+++ Excerpt provided

His model at this week’s inaugural 3M Open at TPC Twin Cities might be the future of golf tournaments. The 3M Open is a civic happening that includes golf. Country music’s Zac Brown Band will perform. There will be fireworks. And more.
“We’re not trying to get golf fans,” Cavner said. “We’re trying to get people to the course, and then we’ll make ’em golf fans. The golf almost gets in the way of a really fun time.”
Cavner credits a number of others who mentored him in his early days of tournament operation. Perhaps no one was more important than the late Palmer, an annual participant in the Twin Cities’ senior-tour event and the tournament’s biggest draw.
Cavner got to know Palmer when he worked ESPN senior-tour telecasts. Palmer took a liking to him because, Cavner said, Palmer respected workers who hustled. And Cavner hustled. “He took me under his wing,” Cavner said.
Thus began a long friendship with Palmer, plus the late Miller Barber, Don January and many other older stars.
“The key to our success when we first started was having Arnold be part of our events,” Cavner said. “It became a game with us. Every year, I had to do something to recruit him. At Bay Hill one year, I hired a plane to pull a banner and follow him around the course with the message: “Arnie, call Hollis to commit to 3M.” He finally called and said, ‘Get that damn plane off my property.’ That was our running joke. I had to do something to show him I wanted him.”
Cavner enjoyed the bull sessions at his house during tournament week. It drew the likes of David Graham, Ben Crenshaw, the late Bruce Lietzke, Nick Price and others.

++++++
+++ Supplied entries

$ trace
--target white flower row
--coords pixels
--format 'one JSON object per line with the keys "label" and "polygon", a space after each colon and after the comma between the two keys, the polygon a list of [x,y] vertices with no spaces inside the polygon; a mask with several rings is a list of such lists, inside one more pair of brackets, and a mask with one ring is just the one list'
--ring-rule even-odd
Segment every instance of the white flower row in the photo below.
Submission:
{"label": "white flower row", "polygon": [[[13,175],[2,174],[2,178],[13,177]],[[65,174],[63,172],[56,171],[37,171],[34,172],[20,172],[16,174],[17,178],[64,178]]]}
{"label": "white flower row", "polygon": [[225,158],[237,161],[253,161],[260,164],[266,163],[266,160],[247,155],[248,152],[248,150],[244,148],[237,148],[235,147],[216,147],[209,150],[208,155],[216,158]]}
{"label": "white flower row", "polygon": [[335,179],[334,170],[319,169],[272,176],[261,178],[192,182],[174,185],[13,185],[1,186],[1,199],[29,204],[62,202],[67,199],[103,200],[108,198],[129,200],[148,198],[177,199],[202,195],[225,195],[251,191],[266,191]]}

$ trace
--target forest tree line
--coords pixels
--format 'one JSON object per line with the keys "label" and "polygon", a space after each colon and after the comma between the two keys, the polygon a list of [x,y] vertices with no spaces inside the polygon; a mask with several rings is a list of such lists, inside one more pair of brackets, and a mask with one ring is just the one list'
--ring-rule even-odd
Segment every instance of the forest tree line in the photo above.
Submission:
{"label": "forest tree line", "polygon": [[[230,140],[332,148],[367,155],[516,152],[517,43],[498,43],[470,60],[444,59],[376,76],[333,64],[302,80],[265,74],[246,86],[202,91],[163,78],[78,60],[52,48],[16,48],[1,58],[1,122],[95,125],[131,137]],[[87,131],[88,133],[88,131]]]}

++++++

— Stated task 1 —
Answer these from the excerpt about the 3M Open:
(a) Which band will perform at the tournament?
(b) What was Cavner working on when he got to know Palmer?
(c) What message did the plane's banner carry at Bay Hill?
— Stated task 2 —
From the 3M Open excerpt, write out the stretch from "His model at" through "fireworks. And more.".

— Full answer 1 —
(a) Zac Brown Band
(b) ESPN senior-tour telecasts
(c) "Arnie, call Hollis to commit to 3M."

— Full answer 2 —
His model at this week’s inaugural 3M Open at TPC Twin Cities might be the future of golf tournaments. The 3M Open is a civic happening that includes golf. Country music’s Zac Brown Band will perform. There will be fireworks. And more.